## Work request
The answer is a single figure: how many lines below contain the word "tram".

## The data
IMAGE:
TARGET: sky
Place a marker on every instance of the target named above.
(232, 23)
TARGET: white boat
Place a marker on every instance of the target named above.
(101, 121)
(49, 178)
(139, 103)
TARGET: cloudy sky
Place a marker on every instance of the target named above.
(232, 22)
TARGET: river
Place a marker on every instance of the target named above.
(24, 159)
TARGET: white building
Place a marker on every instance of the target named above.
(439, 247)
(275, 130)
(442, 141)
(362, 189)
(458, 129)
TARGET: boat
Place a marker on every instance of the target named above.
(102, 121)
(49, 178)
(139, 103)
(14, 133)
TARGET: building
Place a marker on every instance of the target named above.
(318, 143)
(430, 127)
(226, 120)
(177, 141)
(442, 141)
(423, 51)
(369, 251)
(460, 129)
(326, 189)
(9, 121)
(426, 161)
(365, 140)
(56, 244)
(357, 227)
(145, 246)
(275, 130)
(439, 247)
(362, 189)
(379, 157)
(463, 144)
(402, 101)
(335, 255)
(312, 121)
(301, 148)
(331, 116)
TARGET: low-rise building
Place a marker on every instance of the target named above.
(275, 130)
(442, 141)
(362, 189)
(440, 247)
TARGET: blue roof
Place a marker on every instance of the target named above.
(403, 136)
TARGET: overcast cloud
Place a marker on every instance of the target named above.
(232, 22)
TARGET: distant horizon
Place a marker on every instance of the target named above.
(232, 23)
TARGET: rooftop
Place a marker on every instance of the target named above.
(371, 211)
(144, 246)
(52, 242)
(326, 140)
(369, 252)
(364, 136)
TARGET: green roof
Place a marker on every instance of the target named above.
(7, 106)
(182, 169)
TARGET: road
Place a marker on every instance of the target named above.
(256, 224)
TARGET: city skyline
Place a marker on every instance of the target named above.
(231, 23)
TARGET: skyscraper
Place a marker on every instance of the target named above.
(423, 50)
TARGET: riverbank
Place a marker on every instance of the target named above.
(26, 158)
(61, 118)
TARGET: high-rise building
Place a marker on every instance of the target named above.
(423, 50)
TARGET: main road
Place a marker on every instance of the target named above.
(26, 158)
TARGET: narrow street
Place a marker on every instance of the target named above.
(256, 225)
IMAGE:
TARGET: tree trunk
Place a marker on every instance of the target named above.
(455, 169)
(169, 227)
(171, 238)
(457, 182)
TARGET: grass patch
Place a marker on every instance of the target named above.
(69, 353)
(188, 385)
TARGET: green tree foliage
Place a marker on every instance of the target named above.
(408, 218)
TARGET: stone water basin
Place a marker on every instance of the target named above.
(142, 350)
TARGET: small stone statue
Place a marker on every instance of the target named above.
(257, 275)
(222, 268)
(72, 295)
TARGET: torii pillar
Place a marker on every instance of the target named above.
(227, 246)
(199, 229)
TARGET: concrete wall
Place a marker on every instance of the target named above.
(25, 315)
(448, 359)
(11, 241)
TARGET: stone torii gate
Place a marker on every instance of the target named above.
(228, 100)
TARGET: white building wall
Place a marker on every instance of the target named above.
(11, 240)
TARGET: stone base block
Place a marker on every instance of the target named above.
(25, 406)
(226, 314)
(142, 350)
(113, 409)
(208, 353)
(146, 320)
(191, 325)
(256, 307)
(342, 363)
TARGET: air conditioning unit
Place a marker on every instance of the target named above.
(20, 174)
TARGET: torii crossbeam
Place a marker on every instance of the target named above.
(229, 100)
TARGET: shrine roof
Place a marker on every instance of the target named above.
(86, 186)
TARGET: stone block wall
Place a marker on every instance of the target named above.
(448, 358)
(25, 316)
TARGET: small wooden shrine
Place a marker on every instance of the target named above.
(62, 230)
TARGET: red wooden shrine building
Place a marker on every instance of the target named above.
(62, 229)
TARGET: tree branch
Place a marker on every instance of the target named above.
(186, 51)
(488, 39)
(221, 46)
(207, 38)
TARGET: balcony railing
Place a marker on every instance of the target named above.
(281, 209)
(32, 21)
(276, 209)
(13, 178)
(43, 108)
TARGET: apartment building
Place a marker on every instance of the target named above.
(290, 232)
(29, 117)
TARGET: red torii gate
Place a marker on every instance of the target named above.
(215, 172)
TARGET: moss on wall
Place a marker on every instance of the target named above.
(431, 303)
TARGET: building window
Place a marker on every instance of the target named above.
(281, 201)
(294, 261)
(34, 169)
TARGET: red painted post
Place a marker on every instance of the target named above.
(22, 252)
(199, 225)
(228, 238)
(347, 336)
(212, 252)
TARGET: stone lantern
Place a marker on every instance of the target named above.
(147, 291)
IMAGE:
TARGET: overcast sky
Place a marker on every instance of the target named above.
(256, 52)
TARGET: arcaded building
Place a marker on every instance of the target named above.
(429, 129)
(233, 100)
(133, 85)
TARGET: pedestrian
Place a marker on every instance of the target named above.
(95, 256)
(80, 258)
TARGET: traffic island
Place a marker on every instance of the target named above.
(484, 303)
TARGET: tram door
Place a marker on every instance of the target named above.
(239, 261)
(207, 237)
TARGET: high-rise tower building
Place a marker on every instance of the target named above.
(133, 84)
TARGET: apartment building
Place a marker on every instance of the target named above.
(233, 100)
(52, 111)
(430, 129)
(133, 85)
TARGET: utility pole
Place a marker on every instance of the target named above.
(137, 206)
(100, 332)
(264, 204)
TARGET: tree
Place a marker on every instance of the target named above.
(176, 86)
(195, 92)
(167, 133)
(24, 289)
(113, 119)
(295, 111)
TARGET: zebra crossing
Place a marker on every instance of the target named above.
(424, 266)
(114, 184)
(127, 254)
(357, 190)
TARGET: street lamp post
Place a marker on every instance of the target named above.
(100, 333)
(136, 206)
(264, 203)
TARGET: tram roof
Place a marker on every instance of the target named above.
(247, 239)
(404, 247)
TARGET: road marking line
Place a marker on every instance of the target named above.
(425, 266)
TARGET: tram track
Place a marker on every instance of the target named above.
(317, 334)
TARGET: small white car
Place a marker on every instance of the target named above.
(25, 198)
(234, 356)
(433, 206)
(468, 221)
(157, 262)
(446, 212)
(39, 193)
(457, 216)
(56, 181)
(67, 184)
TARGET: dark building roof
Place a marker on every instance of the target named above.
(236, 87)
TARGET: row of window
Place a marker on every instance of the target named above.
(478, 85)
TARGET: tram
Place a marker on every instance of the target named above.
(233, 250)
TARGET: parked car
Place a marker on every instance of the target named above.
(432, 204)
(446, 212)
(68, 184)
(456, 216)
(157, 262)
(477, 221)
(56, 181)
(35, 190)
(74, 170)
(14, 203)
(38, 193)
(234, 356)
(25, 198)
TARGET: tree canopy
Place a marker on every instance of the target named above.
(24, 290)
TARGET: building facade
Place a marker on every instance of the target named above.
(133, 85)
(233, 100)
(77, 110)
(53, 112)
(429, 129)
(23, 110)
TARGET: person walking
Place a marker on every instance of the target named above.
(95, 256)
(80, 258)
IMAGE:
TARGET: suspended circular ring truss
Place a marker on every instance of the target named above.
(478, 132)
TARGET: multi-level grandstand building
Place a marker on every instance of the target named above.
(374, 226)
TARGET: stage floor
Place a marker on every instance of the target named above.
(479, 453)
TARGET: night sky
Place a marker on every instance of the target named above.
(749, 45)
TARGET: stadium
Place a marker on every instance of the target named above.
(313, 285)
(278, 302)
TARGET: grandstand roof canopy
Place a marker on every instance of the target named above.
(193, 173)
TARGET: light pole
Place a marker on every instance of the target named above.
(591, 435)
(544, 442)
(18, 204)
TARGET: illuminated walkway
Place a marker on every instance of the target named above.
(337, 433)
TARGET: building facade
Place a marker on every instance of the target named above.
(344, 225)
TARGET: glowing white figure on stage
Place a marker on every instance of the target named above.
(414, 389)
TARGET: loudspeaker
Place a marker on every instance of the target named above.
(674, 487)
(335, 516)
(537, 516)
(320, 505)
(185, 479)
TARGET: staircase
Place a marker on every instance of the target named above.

## Output of the exercise
4